=== Exercise goal ===
Work out how many lines in the data below contain "wooden", and state that count with nothing added.

Records contained in a dataset

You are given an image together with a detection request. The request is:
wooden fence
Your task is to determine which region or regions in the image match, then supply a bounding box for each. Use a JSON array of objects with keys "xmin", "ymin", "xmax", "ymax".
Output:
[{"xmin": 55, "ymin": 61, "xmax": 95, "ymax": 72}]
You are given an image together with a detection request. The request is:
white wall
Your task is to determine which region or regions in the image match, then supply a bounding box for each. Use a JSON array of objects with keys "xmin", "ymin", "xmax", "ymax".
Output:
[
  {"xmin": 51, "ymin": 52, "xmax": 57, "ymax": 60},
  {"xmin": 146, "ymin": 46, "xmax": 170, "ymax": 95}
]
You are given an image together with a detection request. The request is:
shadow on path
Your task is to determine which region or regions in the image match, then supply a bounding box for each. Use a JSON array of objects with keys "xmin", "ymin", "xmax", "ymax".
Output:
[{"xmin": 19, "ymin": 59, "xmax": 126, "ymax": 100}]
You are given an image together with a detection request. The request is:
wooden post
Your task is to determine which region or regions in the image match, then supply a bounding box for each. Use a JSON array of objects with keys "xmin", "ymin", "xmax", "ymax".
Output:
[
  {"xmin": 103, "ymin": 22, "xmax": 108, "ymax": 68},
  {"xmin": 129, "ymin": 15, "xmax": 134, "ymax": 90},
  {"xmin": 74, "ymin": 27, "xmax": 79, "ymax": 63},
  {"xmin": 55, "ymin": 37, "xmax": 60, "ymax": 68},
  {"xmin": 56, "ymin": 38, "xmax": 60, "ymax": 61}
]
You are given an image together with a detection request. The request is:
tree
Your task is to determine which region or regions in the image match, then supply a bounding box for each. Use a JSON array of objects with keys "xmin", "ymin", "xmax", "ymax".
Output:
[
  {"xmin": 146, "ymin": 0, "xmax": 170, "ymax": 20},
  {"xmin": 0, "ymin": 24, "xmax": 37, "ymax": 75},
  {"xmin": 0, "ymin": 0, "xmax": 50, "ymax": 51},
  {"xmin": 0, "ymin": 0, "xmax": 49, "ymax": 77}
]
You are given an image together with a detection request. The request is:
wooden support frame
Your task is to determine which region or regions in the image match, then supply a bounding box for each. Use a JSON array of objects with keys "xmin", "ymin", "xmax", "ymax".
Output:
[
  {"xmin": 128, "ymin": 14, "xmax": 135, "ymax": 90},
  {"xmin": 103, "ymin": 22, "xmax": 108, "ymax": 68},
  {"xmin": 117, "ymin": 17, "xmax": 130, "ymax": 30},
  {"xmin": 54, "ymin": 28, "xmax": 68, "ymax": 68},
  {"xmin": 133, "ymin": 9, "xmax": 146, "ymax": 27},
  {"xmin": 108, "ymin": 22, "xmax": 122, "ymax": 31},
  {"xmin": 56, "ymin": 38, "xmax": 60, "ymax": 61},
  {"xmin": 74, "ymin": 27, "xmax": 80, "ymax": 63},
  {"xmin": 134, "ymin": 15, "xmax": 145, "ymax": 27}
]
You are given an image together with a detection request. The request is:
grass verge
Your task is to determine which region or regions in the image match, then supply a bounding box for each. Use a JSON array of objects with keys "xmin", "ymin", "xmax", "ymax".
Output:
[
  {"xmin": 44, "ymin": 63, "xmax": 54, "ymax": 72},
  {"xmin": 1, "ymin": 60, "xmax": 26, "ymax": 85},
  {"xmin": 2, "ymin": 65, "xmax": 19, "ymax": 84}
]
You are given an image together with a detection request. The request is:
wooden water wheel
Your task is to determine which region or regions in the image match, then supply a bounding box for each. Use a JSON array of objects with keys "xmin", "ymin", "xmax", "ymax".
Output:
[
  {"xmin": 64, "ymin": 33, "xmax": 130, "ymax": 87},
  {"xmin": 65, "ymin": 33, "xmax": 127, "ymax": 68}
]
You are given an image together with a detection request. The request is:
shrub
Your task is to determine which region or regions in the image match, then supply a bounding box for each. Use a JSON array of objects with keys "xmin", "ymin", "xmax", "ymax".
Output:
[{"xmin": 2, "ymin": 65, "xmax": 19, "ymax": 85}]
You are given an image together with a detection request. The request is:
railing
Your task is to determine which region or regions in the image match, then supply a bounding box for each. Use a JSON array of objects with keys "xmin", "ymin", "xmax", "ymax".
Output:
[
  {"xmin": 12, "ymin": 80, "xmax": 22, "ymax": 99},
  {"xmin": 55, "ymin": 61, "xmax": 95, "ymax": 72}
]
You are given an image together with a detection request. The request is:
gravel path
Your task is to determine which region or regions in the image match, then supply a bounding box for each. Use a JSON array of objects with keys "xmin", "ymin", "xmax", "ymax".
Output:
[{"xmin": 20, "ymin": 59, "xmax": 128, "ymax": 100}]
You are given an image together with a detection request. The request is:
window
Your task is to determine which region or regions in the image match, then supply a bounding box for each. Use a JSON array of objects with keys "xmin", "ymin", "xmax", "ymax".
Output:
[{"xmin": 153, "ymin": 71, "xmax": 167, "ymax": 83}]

=== Exercise solution ===
4